Exercise text:
________________________
Michael Cox, known by the stage name MikeQ, is an American DJ, musician, music producer, and prominent figure in the ballroom community. He is the founder of the record label Qween Beat. In 2020 MikeQ was the DJ for HBO's Legendary.

==Early life==
Michael Cox was born in Hackensack, New Jersey and grew up in Newark.
He was first exposed to the ballroom scene in 2003, when the 17-year-old Cox attended an LGBT+ party at The Globe, a now defunct venue in Newark. In 2004 he began to release music and joined the House of LaBeija. In September 2005, he DJ'ed his first gig at The Globe.

==DJing and music production==
MikeQ's style has been described by The New York Times as "ecstatic ballroom house", and by Resident Advisor and Fact as "Spine Snapping".

He has DJ'ed numerous parties, balls, and events primarily in New York City and New Jersey, but also London, Los Angeles, Tokyo, Moscow, Paris, Mexico, Australia, and Seoul, including events with MoMa PS1, Unsound Festival, Opening Ceremony, Turrbotax, Icee Hot, Ghetto Gothic, Fade To Mind & Night Slugs party nights, and Boiler Room.
________________________
Supplied records:
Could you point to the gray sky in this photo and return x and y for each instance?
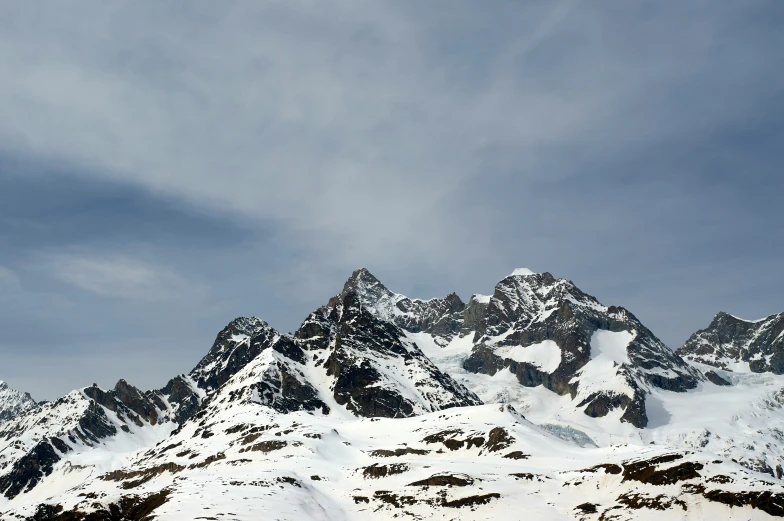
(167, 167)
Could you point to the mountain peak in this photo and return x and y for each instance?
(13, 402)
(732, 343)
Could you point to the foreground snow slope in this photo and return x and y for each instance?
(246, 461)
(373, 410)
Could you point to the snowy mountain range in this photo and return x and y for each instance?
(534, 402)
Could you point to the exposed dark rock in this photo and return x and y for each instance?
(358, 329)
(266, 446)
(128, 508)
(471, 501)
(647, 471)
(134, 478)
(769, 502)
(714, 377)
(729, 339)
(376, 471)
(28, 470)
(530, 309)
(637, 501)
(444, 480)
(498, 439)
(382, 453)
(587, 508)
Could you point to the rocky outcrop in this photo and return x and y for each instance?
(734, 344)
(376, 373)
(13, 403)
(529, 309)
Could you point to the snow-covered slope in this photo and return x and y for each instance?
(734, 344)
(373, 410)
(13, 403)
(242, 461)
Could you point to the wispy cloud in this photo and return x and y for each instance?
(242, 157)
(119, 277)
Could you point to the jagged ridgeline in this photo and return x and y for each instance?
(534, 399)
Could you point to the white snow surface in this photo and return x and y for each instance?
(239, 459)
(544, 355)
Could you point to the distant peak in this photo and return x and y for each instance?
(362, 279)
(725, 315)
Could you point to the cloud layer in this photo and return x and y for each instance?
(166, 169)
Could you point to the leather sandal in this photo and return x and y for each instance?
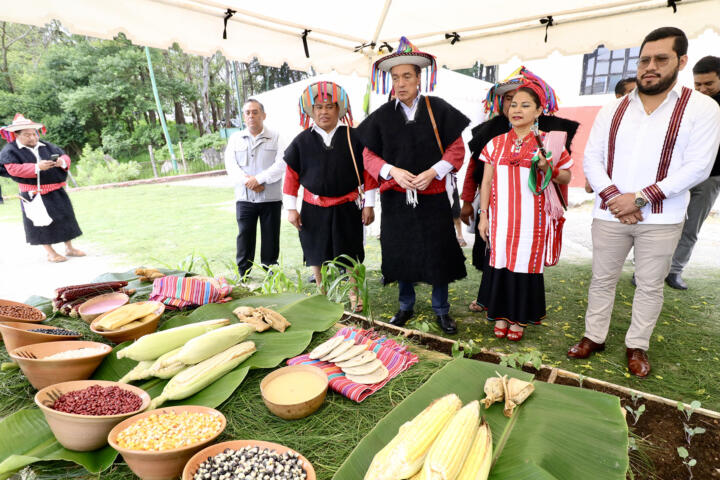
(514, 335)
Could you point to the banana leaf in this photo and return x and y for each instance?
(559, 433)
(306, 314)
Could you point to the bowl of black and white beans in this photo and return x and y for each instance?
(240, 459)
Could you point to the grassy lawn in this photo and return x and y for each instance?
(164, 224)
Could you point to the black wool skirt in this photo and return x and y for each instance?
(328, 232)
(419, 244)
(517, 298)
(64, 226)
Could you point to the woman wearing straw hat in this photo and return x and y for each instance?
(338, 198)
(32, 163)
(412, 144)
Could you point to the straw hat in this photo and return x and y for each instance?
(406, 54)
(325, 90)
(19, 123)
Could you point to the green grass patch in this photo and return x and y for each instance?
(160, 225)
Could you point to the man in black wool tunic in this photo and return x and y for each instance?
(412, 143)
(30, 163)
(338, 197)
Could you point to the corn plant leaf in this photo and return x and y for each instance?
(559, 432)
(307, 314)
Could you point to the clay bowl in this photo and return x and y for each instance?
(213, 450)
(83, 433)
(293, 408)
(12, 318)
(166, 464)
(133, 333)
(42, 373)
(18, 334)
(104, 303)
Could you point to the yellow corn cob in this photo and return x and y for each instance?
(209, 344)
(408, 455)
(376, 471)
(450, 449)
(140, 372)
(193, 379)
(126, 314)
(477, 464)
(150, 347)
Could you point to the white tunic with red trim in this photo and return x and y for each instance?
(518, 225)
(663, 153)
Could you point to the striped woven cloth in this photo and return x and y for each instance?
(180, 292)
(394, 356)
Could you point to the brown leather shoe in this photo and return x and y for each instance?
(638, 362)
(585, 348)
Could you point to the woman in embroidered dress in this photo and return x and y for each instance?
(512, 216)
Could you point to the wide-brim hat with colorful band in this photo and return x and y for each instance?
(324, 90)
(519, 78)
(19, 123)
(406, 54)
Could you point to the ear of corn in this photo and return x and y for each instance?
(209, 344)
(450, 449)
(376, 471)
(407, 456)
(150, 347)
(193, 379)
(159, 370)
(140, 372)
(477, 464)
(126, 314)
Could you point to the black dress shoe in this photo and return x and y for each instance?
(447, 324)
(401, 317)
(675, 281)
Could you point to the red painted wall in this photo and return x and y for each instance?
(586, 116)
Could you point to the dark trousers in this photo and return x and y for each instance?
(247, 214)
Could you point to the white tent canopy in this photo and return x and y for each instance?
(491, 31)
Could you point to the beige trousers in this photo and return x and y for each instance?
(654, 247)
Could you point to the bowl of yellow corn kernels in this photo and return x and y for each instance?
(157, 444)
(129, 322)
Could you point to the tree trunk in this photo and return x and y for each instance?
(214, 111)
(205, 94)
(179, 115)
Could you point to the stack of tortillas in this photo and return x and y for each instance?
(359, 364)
________________________
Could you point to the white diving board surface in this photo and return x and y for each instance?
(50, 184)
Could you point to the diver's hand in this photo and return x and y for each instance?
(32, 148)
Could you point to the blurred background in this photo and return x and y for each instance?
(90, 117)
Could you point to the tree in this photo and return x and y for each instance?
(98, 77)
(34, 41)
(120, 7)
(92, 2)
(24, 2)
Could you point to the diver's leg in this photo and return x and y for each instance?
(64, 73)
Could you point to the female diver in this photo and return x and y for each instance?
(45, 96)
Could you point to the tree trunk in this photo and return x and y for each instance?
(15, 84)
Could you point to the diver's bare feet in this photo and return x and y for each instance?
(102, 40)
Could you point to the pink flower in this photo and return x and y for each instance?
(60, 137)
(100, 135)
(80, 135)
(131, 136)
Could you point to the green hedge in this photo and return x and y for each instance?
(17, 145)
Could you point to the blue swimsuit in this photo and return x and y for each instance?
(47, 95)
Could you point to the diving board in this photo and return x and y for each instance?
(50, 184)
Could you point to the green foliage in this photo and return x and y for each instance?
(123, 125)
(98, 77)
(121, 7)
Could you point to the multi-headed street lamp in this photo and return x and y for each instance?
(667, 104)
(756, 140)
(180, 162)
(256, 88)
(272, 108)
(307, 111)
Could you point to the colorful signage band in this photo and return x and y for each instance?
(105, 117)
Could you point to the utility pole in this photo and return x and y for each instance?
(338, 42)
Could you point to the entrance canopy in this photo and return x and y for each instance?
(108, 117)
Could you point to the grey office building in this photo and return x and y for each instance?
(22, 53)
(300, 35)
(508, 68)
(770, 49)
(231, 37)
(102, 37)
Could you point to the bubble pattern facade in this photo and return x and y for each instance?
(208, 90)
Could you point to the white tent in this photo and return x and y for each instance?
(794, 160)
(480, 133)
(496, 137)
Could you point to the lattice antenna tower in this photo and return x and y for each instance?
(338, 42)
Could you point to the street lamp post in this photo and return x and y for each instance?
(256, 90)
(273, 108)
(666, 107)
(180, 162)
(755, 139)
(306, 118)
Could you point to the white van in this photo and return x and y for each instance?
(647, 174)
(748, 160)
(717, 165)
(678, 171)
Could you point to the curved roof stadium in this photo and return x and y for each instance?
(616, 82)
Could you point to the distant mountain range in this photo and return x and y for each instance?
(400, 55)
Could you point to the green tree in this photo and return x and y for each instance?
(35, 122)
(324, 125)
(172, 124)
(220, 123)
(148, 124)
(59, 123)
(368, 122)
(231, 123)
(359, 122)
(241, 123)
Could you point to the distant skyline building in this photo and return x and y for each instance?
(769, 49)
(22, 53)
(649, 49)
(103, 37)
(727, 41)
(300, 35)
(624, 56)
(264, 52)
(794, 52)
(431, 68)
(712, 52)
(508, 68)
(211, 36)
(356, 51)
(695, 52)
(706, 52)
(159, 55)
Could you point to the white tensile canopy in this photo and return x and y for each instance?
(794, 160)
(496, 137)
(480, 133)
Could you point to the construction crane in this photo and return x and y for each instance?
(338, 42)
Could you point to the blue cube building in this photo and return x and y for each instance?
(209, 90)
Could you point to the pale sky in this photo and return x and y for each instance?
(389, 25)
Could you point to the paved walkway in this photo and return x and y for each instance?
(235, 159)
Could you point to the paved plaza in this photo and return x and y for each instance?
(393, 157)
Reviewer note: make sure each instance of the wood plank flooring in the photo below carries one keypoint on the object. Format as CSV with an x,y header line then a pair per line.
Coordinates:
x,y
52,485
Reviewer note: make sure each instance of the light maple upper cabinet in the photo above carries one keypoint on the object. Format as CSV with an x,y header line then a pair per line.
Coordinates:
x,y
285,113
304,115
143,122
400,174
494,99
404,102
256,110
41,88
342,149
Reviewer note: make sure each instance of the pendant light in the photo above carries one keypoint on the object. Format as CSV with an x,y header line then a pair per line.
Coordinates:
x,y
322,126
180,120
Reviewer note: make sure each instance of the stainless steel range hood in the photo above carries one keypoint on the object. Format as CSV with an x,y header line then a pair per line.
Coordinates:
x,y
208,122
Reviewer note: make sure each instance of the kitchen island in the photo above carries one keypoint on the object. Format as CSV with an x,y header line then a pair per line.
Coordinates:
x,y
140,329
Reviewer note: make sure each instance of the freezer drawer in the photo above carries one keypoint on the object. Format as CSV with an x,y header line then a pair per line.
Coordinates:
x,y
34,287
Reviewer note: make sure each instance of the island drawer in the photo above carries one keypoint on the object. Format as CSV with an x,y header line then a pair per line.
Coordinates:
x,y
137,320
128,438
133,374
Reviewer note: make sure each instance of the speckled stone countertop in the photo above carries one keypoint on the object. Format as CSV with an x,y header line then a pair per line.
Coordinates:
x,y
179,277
________________________
Instructions to follow:
According to the exercise text, in what year did Michael Cox DJ his first gig at The Globe?

Output:
2005